**Records for the exercise**
= Beginning of Section =

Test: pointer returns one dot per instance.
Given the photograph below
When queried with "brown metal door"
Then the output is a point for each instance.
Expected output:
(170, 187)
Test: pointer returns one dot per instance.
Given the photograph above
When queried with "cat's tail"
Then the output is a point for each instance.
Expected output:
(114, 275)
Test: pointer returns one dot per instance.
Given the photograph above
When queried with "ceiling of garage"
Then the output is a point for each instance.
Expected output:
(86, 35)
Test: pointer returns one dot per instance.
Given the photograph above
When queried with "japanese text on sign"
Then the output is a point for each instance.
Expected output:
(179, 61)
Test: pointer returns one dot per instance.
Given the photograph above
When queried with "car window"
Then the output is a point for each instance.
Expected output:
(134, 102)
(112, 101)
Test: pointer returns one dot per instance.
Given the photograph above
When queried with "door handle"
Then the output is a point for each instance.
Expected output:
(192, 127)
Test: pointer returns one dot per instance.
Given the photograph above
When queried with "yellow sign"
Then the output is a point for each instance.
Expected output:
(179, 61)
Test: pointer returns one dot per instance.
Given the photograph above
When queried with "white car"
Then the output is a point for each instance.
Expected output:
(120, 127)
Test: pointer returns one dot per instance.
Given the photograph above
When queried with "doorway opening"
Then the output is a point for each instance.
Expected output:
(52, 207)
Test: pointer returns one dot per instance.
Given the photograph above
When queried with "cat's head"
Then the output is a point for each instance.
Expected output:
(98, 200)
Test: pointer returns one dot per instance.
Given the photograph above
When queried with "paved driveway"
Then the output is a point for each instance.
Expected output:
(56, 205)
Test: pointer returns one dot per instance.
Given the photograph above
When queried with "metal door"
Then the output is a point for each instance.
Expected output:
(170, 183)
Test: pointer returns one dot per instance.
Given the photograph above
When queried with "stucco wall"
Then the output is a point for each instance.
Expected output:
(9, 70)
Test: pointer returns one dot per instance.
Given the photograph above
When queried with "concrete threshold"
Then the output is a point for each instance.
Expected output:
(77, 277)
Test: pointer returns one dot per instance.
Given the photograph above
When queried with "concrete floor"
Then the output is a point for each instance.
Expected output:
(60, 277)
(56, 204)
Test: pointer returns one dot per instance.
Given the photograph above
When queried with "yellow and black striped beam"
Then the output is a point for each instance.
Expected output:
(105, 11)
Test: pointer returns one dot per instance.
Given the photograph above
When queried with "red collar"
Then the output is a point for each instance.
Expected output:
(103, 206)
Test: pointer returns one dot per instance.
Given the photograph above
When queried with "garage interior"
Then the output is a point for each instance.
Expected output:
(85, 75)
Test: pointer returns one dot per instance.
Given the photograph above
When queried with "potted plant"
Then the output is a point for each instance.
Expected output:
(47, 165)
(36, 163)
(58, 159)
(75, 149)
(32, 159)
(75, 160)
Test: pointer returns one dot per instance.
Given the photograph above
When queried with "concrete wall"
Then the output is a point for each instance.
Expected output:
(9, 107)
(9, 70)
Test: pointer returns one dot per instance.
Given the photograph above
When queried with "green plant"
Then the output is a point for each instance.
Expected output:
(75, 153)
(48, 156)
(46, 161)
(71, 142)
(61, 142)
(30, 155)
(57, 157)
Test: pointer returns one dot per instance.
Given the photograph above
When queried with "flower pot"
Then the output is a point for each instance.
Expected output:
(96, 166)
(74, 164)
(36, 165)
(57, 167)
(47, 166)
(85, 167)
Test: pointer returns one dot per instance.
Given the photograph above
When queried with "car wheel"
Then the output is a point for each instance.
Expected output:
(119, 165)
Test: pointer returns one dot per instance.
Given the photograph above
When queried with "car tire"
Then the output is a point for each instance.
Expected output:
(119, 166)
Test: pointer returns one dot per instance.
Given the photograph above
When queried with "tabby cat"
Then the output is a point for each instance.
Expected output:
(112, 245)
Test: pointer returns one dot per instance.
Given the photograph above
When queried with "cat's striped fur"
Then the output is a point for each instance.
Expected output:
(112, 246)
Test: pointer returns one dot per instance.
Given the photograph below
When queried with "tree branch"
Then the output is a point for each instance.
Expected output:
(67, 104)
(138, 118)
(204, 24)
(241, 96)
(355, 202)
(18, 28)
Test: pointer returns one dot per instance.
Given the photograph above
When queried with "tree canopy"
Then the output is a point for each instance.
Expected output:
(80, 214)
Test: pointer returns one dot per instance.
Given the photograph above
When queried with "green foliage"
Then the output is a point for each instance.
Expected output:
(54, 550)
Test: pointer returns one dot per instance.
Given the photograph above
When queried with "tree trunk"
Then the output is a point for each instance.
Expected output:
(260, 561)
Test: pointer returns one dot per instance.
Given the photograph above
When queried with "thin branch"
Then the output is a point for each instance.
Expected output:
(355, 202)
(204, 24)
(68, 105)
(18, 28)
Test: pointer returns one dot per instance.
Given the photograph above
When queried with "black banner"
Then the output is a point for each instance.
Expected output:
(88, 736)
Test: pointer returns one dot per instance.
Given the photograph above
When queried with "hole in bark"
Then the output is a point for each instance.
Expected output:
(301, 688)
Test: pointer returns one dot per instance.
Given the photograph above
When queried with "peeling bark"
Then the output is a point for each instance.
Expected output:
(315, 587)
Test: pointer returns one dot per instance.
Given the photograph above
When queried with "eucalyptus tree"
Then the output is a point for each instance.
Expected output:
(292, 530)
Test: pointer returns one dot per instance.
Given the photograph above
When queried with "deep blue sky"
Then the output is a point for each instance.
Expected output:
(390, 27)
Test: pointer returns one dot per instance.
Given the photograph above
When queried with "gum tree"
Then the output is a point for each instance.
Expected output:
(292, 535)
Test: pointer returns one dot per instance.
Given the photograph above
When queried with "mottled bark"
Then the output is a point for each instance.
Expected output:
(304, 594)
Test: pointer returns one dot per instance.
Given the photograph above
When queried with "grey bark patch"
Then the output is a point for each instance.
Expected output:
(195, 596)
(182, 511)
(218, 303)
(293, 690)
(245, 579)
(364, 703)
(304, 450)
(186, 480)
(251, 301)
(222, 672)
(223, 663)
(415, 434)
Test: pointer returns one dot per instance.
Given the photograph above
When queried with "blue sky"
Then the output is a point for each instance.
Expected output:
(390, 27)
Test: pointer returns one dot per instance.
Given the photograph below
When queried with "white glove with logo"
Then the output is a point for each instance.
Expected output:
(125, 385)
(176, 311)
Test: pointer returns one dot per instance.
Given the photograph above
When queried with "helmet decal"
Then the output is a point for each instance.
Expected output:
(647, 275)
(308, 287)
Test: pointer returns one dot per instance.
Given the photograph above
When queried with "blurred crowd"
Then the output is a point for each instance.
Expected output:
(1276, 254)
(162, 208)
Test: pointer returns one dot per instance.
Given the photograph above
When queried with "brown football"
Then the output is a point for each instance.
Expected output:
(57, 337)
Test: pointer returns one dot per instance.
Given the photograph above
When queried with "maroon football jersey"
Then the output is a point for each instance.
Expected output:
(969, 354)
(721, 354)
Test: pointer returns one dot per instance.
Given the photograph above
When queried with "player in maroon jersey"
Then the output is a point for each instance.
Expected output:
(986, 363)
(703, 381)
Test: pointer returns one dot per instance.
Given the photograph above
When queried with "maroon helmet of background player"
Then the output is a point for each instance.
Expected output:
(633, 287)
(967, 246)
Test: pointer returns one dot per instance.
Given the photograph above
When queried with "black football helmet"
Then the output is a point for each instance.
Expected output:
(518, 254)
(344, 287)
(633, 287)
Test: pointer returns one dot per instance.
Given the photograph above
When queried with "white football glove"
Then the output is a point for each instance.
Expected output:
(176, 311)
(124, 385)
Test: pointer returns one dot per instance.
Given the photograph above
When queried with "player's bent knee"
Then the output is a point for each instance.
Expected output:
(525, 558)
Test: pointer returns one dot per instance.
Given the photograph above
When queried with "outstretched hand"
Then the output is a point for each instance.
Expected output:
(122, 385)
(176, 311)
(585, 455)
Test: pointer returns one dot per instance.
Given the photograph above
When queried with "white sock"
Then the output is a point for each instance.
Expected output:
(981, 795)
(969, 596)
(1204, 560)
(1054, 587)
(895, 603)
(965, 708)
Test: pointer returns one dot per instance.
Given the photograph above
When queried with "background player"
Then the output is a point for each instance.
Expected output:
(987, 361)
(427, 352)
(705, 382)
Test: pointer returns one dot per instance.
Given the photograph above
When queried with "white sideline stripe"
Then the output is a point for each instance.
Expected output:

= End of Section =

**Exercise directions**
In the data above, copy every line where the string "maroon" appears.

**Solution to this exercise**
When queried with "maroon football jersey"
When queried with "player in maroon jersey"
When queried with "maroon helmet of background player"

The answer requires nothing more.